Arbeitsanweisung: Geben Sie die folgende Auflistung vollständig und Zeile für Zeile unverändert wieder.

Vorliegende Einträge:
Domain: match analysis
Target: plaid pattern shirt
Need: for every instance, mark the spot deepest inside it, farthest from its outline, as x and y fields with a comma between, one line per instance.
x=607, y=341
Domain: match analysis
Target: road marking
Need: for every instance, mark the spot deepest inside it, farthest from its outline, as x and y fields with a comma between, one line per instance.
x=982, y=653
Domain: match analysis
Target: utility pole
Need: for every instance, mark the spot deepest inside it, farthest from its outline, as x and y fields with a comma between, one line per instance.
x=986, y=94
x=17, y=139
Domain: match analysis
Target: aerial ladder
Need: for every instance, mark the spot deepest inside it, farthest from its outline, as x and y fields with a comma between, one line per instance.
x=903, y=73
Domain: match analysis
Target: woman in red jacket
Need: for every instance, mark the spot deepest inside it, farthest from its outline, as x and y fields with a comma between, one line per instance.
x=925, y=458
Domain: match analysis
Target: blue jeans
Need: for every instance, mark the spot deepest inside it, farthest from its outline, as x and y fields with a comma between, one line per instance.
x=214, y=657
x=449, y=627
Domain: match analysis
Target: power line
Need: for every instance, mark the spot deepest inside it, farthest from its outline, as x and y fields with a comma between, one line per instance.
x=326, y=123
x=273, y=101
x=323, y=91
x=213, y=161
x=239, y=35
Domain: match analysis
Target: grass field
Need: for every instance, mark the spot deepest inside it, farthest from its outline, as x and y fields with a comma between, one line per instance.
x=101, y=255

Musterlösung:
Domain: match analysis
Target: plaid pattern shirt
Need: for every instance, mark the spot deepest inside it, farthest from its outline, as x and y fields with a comma between, one line per instance.
x=607, y=341
Domain: match analysis
Target: road marking
Need: for every instance, mark the spot deepest inside it, farthest from its outline, as x and y fields with a comma between, one line per instance.
x=982, y=653
Domain: match analysis
Target: utility pole
Need: for every instance, mark the spot deepest inside it, farthest from its outline, as x and y fields with a comma between, one line per instance.
x=986, y=94
x=17, y=139
Domain: match analysis
Target: aerial ladder
Need: for every instance, mark the spot deepest inside it, farthest from its outline, as x and y fields with a comma between, one line per instance.
x=903, y=73
Domain: match analysis
Target: woman in red jacket
Need: for every instance, mark the spot deepest inside it, farthest from its outline, as x and y fields with a comma between, one line per instance.
x=925, y=458
Domain: match analysis
Target: blue jeans
Need: for every instance, mark the spot deepest inside it, farthest from its outline, as x and y fields with a comma between, one line per instance.
x=214, y=657
x=449, y=627
Domain: match analysis
Target: power line
Need: for every instance, mark the spot deepest inside it, farthest from its outline, as x and y fields with a comma between, one line per instance.
x=326, y=123
x=273, y=101
x=323, y=91
x=213, y=161
x=239, y=35
Domain: match analysis
Target: grass field
Need: for every instance, mark the spot deepest inside it, farthest from its outline, as x and y fields with a comma between, one line per instance.
x=101, y=255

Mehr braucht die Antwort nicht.